## Begin SUPPLIED DATA
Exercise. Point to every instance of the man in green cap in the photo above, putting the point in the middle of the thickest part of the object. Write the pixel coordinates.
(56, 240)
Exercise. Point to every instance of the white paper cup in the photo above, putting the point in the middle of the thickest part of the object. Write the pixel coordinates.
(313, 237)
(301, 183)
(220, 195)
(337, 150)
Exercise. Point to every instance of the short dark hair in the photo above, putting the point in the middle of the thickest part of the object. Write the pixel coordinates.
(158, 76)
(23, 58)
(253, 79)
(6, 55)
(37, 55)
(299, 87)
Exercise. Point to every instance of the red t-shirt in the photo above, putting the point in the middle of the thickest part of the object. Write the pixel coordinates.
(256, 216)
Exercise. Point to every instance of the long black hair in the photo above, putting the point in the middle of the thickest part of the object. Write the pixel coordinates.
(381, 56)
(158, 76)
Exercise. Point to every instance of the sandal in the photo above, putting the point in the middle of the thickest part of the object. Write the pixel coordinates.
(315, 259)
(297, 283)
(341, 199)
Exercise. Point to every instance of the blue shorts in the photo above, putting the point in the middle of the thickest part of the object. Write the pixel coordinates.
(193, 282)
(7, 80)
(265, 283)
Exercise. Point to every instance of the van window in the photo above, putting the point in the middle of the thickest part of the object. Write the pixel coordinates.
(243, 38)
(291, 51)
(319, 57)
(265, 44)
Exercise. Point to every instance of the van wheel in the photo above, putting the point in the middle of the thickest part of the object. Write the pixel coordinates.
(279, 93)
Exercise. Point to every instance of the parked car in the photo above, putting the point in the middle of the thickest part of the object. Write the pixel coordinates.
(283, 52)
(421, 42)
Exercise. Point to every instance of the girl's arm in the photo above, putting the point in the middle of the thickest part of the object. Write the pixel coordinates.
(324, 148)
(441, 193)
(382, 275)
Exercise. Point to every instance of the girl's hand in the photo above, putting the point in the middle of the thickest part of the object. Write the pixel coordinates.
## End SUPPLIED DATA
- **PROBLEM TO WORK ON**:
Retype the listing. Match it exactly.

- **FINAL ANSWER**:
Exercise. Point to every instance of the man in green cap in the photo above, putting the point in the middle of the thickest part of the object. Write the pixel coordinates.
(56, 240)
Exercise. Point to every instance of the white paper cup in the photo above, putting the point in the middle of the thickest part of the object. Write the pixel coordinates.
(313, 237)
(301, 183)
(220, 195)
(337, 150)
Exercise. Point to every instance of the short dark hair in the photo above, putting the point in the middle of the thickest part of the object. Write the pixel coordinates.
(158, 76)
(23, 58)
(253, 79)
(6, 55)
(37, 55)
(299, 87)
Exercise. Point to every instance of the red t-shirt in the photo above, putting the point in the middle of the thickest part of the object. Write the pixel coordinates.
(256, 216)
Exercise. Point to every instance of the long black hair in the photo above, putting the point in the middle of the thickest part of the object. Write the pixel coordinates.
(381, 56)
(158, 76)
Exercise. Point to every instance of the sandal in the photo above, putting the point in the middle of the thickest part of the object. Write the pixel coordinates.
(315, 259)
(297, 283)
(341, 199)
Exercise. Point to every instance of the blue shorts in the photo above, putting the point in the middle of the thickest part of the object. Write the pixel coordinates.
(193, 282)
(7, 80)
(265, 283)
Exercise. Point to every instance of the van window in the photo above, putting the point in the middle of the thickest part of the object. Write the pixel coordinates.
(243, 38)
(291, 51)
(319, 57)
(265, 44)
Exercise. Point to every instance of the van wheel in the photo above, putting the point in the middle of the thickest part of the object. Write the pixel coordinates.
(279, 93)
Exercise. Point to every instance of the parked car in the photo above, putting the point in the middle of the thickest part of the object. Write the pixel coordinates.
(283, 52)
(421, 42)
Exercise. Point to every instance of the girl's arm in the photo above, putting the point in the middle of the thickest part of the object. Write the pixel coordinates.
(324, 148)
(441, 193)
(382, 275)
Exercise. Point to every instance of the girl's hand in the photo above, putting the point in the middle of the thickest part of the object. Write the pixel coordinates.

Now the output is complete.